◆ **TASKS TO CARRY OUT**:
**a.** Translate this sentence from the email thread on quantum mechanics into French: "No observation is classical because all observations require instruments and all instruments work on quantum principles, even the human eye."
**b.** Recast the paragraph beginning "All equations require interpretations" from the email thread on quantum mechanics as a short bulleted list that keeps its main points.
**c.** Carry the email thread on quantum mechanics forward from its final sentence, keeping its argumentative tone.

On Fri, Jul 2, 2021 at 2:09 PM 'Brent Meeker' via Everything List <
everything-list@googlegroups.com> wrote:

>> Probability must be about something and that something had to either
>> have happened or have not happened; so it should produce a smear if and
>> only if the probability is greater than 0% but less than 100%.
>
>
> *>What does the probability have to do with the size of the detection
> spot?  The probability refers to how likely it is for a spot to appear at a
> location in many repetitions.  *
>
What if there are not many repetitions and it only happens once? After the
event is over you can say that the electron either hit that particular spot
or it did not hit that particular spot. After you perform the experiment
you can say the electron could end up anywhere but afterwards you know it
didn't go everywhere, and it didn't make a smudge, it made a particular
spot.

*> It says nothing about the size of the spot, which is determined by the
> detector.*
>

And what the detector does is determined by quantum mechanics, not
classical mechanics.


> >> Bohr was a great scientist but a lousy philosopher. If Bohr's
>> philosophy requires classical physics then obviously Bohr's philosophy is
>> wrong  because classical physics is a theory known to be incorrect.  As
>> Richard Feynman said "*Nature is quantum dammit!*"
>
> *> But all observations are classical,*
>
That is incorrect. No observation is classical because all observations
require instruments and all instruments work on quantum principles, even
the human eye.

>> There is nothing in Schrodinger's equation that says anything about the wave
>> collapsing, so Everett simply says it doesn't collapse and that means
>> you've got many worlds; it's bare-bones quantum mechanics that contains
>> everything that is required and not one more thing
>
>

*> Yes and it says nothing about probability or even measurement.  So it's
> just a free-floating equation with no intepretation?*


All equations require interpretations, but the simpler and more
straightforward the interpretation the better. The simplest explanation for
why something stopped is that it didn't stop.  And that is one of Many Worlds
two great virtues, the other one is that it doesn't have to explain what an
observation or an observer is so it doesn't have to wade into the endless
consciousness quagmire.

> There is absolutely nothing more certain than the existence of the self,
>> but there is nothing mystical about that; it's just that it's not a noun.

◆ **DATA PROVIDED**:
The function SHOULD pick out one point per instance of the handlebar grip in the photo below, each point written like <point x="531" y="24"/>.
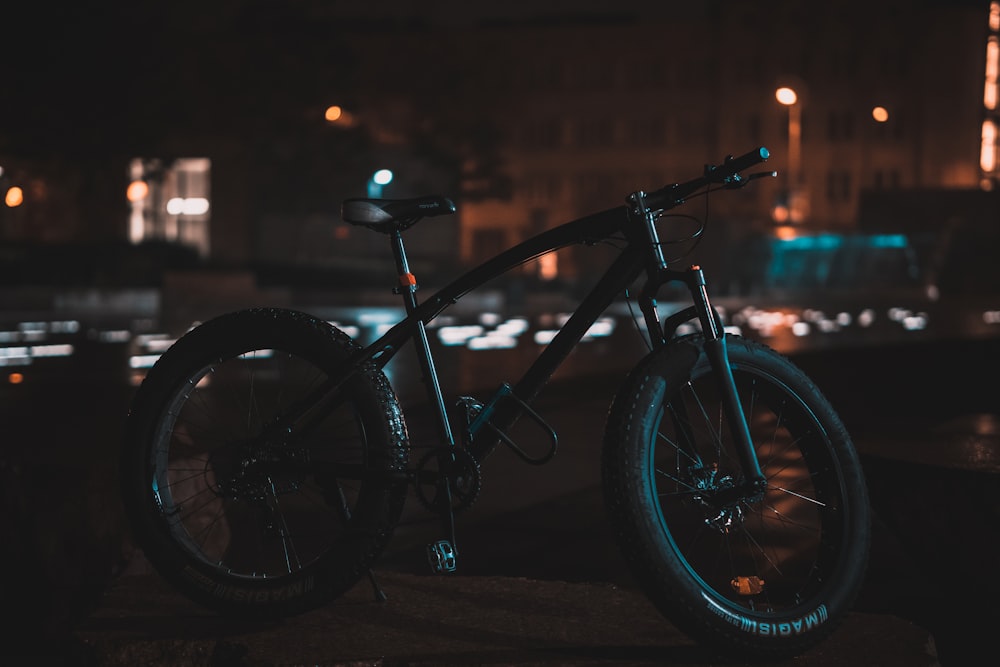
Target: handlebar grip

◆ **ANSWER LIST**:
**a.** Aucune observation n'est classique, car toutes les observations nécessitent des instruments et tous les instruments fonctionnent selon des principes quantiques, même l'œil humain.

**b.**
- All equations require interpretations, and the simpler and more straightforward the interpretation, the better.
- The simplest explanation for why something stopped is that it didn't stop.
- This is one of the two great virtues of Many Worlds.
- Its other virtue is that it need not explain what an observation or an observer is, so it avoids the endless consciousness quagmire.

**c.**
>> The self is what the brain does, not what the brain is, so "self" must
>> be an adjective. I would define the particular self called John K Clark
>> recursively, he is whoever remembers being John K Clark yesterday. If
>> Everett is right and every change no matter how small causes the
>> universe to split,
>
> >
> *But Everett didn't say that.  He only said that an observation (which he
> left ill defined) split the world.*
>

Not so. It's true  Everett didn't explain what an observation is but one
reason I'm a fan of Many Worlds is that Everett doesn't need to explain
what an "observation" is because it has nothing to do with the theory. John
Wheeler, Everett's thesis advisor, made him cut out about half the stuff in
his original 137 page thesis and tone down the language so it didn't sound
like he thought all those other universes were equally real when in fact he
did. For example, Wheeler didn't like the word "split" and was especially
uncomfortable with talk of conscious observers splitting in a way that was
no different from the way non-conscious things split. Even more seriously
he made him remove the entire chapter on information and probability which
today many consider the best part of the work.  Everett also said that when
an observer splits it is meaningless to ask "*which of the final observers
corresponds to the initial one since each possesses the total memory of the
first*", he says it is as foolish as asking which amoeba is the original
after it splits into two. Wheeler also made him remove all such talk of
amebas from his published short thesis. His long thesis was not published
until 1973, if that version had been published in 1957 instead of the
truncated Bowdlerized version things would have been different; plenty of
people would still have disagreed but he would not have been ignored for as
long as he was.

>> there must be some changes to my brain that are so small (one neutron in
>> one neuron moving one Planck length to the left) that they cause no
>> change in conscious experience and do not degrade the memory of being John
>> K Clark yesterday. Therefore there must be an astronomical number to an
>> astronomical power of John K Clarks all living in different, very very
>> slightly different, worlds. The number would be HUGE but it would still
>> be finite, so the number of John K Clarks that see you flip a fair coin and
>> come up heads 5 times in a row must be twice as large as the number of
>> times he sees you do it 6 times, but there would still be a few that see
>> him do it 100 times, maybe 1000 or even more.
>
> *> That's a possible interpretation.  But it's not a mechanism for
> realizing the squared amplitude of the wave as relative frequency of
> worlds, which decoherence proposed to do.*
>
I believe you mentioned Gleason's Theorem, it says that if the quantum wave
function is related to probability then the square of the absolute value is
the only one that doesn't produce mathematical contradictions.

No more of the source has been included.